### EXERCISE INSTRUCTIONS
Reproduce the entries below word for word, from their first line through the line containing "<point>340,160</point>", including both of those lines and nothing after.

### DATA FOR THIS TASK
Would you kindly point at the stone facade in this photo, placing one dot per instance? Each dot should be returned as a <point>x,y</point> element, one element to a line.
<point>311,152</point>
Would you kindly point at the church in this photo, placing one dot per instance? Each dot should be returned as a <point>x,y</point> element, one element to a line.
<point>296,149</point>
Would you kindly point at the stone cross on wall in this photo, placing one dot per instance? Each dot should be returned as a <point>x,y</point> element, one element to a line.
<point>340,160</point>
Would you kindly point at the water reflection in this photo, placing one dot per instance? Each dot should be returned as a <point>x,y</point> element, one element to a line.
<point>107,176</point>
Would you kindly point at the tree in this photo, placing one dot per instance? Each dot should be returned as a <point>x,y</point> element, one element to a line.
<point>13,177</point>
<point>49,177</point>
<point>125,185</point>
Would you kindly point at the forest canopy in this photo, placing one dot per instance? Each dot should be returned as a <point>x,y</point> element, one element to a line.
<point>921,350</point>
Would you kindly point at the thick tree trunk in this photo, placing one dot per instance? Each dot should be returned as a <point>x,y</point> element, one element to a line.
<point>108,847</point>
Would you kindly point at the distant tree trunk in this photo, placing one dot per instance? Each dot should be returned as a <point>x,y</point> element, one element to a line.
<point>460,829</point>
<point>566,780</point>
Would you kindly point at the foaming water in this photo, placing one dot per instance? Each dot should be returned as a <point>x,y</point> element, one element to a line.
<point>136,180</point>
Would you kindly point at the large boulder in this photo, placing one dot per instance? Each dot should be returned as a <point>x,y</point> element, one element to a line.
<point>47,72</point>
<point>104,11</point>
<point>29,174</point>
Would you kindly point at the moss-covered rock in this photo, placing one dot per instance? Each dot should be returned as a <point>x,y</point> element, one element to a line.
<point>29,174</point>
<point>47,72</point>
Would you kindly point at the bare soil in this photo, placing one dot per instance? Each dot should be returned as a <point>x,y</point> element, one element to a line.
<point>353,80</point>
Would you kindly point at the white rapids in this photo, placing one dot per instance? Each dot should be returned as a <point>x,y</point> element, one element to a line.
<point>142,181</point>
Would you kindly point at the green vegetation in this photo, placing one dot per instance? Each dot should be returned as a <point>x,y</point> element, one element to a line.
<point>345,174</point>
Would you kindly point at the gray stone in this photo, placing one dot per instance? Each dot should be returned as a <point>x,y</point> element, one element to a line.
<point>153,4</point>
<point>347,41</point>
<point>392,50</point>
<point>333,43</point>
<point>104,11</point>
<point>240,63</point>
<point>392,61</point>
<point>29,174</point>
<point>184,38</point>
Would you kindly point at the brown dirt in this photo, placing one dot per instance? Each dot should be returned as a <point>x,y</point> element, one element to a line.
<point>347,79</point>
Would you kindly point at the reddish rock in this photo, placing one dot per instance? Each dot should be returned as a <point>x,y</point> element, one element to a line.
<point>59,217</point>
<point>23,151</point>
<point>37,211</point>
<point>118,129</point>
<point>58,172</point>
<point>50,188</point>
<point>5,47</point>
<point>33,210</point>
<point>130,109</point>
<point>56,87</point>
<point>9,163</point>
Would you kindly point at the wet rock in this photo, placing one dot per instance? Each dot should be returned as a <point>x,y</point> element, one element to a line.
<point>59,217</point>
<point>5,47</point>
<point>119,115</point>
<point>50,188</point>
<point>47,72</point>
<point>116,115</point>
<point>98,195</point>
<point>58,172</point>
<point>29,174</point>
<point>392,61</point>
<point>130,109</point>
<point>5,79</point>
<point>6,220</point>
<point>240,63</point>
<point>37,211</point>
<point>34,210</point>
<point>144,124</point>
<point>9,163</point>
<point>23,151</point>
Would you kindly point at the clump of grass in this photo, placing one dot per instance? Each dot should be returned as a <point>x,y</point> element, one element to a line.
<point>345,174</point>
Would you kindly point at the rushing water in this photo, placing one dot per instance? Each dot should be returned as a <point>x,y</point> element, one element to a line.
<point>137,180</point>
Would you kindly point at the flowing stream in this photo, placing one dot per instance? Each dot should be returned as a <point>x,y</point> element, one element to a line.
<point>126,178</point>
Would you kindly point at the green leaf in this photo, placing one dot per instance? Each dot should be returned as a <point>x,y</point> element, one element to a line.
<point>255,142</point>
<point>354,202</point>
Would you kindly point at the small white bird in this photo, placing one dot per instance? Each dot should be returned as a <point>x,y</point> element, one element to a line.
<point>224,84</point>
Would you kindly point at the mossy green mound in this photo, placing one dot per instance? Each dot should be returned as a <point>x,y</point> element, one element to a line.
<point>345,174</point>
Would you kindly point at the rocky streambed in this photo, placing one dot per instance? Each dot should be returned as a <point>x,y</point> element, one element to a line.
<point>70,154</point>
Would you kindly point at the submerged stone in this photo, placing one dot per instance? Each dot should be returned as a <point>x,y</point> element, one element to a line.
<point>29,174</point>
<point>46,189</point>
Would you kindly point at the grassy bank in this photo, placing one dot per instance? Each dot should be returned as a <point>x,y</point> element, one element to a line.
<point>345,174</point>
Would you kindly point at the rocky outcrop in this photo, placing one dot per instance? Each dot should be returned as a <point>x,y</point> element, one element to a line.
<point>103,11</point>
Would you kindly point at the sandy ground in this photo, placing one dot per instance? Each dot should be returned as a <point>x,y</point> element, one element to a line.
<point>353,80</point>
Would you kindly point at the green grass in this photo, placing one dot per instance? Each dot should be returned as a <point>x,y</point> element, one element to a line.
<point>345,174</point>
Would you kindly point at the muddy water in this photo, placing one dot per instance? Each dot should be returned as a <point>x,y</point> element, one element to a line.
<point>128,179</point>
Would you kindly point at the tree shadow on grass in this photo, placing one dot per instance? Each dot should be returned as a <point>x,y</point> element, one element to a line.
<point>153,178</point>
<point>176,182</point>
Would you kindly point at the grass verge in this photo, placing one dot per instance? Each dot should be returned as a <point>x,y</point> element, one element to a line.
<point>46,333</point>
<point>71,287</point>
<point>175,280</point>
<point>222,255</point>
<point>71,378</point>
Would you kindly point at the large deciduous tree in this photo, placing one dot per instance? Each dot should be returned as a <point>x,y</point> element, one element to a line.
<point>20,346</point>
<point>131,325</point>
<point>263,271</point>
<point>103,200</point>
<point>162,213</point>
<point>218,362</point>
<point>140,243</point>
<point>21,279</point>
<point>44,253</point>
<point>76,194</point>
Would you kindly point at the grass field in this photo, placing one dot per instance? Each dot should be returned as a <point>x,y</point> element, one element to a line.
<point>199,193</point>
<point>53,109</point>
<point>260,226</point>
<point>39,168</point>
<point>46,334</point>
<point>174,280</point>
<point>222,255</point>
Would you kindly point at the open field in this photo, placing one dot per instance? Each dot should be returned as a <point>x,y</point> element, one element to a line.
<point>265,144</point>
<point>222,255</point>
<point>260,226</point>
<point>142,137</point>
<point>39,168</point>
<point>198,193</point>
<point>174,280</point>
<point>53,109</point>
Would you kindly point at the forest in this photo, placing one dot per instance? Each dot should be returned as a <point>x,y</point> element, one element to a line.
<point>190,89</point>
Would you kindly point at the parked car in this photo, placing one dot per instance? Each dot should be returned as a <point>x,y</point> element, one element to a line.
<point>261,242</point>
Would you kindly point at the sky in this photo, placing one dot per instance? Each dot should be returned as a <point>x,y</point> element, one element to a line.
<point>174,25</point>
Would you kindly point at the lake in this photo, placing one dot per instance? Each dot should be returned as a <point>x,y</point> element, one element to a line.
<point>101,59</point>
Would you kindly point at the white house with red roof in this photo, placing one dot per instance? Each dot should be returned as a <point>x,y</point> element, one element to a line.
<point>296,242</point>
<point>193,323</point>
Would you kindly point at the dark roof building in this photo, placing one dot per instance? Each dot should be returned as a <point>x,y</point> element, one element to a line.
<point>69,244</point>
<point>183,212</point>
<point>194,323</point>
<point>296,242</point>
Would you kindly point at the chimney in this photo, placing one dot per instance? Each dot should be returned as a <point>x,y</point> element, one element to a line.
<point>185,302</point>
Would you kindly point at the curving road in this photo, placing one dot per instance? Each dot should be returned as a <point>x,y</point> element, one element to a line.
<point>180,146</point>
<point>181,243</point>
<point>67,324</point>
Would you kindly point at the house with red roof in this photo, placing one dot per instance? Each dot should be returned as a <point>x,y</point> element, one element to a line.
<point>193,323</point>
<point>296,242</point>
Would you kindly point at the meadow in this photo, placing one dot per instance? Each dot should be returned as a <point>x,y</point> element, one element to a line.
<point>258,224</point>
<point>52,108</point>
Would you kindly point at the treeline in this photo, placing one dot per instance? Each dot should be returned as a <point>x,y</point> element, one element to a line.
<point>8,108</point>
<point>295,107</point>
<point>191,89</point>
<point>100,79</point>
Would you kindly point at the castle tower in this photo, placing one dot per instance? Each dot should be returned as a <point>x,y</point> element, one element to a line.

### EXPECTED ANSWER
Would you kindly point at the stone facade in this photo, placing one dot per instance? Each dot should be returned as a <point>x,y</point> element, one element to a line.
<point>311,152</point>
Would you kindly point at the church in this photo, placing one dot per instance? Each dot should be returned as a <point>x,y</point> element, one element to a line.
<point>296,149</point>
Would you kindly point at the stone cross on wall in this photo, placing one dot per instance? Each dot should be returned as a <point>x,y</point> element, one element to a line.
<point>340,160</point>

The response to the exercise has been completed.